After finding the line with "ambulance wheel, one" in the entries below, retype exactly each line from there through the line with "[(284, 135), (628, 257)]", including that final line.

Records drawn from a dataset:
......

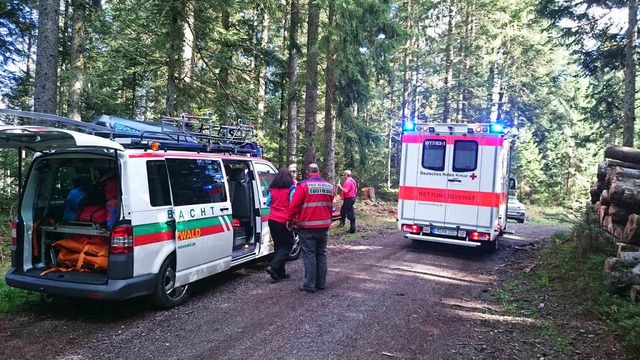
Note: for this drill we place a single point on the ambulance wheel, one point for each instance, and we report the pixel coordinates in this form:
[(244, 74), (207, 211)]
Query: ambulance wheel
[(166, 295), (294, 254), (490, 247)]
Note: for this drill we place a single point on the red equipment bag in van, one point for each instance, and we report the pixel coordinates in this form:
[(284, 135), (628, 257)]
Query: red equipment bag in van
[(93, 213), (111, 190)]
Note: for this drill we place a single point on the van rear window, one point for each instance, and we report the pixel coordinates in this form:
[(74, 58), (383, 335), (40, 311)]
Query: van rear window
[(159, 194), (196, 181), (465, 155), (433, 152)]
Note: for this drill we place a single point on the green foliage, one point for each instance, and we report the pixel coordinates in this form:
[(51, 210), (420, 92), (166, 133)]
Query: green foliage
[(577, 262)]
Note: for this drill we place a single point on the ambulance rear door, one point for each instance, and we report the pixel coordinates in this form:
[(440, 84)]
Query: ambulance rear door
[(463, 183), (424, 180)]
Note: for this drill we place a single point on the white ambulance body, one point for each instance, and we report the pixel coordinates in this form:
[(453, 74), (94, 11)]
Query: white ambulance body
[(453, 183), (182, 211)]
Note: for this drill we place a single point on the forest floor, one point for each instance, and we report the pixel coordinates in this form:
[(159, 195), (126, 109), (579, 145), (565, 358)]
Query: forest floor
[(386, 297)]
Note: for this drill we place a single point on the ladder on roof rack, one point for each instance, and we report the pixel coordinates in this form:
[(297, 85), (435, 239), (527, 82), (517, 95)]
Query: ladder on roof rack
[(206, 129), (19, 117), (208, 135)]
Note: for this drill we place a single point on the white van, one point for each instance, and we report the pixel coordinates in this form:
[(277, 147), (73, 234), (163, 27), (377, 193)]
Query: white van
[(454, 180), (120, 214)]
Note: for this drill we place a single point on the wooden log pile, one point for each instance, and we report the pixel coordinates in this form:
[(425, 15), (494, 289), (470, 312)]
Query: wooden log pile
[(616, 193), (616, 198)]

......

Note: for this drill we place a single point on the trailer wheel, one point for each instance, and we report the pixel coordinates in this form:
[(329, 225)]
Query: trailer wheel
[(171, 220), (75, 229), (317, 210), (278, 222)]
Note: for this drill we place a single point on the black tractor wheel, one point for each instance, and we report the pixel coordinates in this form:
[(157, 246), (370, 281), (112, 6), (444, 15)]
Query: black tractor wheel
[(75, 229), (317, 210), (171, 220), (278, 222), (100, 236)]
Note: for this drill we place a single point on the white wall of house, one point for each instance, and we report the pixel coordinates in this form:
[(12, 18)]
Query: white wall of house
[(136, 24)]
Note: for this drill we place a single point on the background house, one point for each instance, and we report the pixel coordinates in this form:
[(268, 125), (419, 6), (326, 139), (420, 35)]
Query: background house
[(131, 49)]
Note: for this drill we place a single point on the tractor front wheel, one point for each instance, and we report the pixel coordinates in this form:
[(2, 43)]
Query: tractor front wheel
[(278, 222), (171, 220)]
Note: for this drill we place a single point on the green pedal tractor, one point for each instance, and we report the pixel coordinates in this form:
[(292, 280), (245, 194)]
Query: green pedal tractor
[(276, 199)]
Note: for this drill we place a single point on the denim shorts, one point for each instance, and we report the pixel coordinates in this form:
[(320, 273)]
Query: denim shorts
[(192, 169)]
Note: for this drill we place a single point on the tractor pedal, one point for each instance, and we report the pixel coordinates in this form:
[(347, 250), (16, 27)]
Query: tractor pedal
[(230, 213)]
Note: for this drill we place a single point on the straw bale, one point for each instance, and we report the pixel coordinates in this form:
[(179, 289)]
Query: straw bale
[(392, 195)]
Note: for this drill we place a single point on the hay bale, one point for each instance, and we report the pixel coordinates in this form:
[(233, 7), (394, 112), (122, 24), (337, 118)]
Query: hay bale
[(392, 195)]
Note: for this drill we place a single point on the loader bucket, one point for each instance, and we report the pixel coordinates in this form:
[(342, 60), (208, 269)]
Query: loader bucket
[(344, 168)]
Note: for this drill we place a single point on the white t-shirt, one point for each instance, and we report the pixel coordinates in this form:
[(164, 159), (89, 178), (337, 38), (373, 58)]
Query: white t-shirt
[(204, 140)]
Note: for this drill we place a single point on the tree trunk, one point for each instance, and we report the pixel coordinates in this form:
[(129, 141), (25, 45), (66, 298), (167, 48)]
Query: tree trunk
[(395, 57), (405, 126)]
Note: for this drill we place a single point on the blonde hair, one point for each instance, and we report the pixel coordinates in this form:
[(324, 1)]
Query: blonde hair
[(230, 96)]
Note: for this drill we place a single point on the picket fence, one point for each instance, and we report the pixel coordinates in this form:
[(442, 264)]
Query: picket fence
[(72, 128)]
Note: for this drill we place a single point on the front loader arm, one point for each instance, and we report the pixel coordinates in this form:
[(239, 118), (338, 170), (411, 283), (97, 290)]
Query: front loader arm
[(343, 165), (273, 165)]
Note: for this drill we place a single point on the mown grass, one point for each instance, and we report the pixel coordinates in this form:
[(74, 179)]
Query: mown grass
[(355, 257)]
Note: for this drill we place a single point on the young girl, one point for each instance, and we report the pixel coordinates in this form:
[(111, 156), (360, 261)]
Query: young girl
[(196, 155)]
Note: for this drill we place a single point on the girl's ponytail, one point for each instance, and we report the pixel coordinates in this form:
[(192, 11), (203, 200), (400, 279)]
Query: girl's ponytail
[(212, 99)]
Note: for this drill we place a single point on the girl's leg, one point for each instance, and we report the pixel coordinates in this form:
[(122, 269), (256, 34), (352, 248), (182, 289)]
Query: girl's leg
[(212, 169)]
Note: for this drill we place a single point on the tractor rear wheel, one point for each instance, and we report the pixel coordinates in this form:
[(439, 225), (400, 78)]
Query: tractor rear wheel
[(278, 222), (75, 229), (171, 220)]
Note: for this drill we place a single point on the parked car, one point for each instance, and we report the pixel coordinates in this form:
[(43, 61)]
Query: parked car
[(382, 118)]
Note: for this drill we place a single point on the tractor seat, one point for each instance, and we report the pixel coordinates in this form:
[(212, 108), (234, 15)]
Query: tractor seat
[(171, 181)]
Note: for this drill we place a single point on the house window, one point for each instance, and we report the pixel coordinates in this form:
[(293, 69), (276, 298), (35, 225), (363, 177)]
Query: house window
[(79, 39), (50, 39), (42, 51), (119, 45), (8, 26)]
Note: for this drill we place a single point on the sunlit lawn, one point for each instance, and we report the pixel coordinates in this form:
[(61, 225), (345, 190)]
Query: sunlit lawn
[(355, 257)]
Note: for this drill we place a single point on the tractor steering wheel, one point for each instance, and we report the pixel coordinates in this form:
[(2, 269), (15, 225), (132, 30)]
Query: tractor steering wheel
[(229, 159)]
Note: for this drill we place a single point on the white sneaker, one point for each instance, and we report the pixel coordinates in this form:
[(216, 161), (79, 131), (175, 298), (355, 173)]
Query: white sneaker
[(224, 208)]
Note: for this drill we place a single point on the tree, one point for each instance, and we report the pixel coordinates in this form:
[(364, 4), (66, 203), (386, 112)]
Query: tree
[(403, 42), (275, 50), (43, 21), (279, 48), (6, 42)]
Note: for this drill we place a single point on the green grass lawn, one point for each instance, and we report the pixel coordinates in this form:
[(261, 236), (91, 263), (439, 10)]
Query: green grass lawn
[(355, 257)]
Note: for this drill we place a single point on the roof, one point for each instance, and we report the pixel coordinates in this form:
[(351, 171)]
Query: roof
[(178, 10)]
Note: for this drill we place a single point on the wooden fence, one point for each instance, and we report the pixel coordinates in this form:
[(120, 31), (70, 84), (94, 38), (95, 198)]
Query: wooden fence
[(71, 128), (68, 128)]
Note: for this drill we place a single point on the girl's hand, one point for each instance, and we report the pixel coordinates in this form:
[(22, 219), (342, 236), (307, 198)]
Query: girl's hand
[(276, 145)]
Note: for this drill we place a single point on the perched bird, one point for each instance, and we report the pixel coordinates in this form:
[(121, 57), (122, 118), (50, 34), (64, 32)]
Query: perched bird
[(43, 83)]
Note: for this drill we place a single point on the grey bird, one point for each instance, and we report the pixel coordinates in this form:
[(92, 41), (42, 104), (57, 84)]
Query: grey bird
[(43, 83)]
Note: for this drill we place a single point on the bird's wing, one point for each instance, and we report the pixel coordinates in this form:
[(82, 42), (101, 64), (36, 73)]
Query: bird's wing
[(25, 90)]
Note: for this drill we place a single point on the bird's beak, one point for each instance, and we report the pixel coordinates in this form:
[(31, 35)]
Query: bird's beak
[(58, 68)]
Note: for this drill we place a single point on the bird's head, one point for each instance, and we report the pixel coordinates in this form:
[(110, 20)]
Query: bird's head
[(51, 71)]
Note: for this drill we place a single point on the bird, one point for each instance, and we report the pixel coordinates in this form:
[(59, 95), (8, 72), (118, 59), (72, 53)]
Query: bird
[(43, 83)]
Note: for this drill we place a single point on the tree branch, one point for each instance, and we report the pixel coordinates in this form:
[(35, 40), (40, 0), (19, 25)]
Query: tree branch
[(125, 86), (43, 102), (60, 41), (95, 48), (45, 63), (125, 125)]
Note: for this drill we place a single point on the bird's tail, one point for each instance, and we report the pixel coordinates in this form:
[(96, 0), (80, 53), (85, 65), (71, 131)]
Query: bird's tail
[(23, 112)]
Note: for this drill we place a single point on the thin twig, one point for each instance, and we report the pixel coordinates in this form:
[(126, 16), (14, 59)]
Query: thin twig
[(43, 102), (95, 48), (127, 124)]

......

Written solution ->
Note: for this drill we place a single point on the ambulance wheel, one point for each instance, and we report the pixel coordinates in this form:
[(244, 74), (207, 211)]
Query: ambulance wheel
[(166, 295), (294, 254), (490, 247)]
Note: for this drill we place a single point on the red equipment bag in van, one point for each instance, and we report the pixel coordinates in this form:
[(284, 135), (628, 257)]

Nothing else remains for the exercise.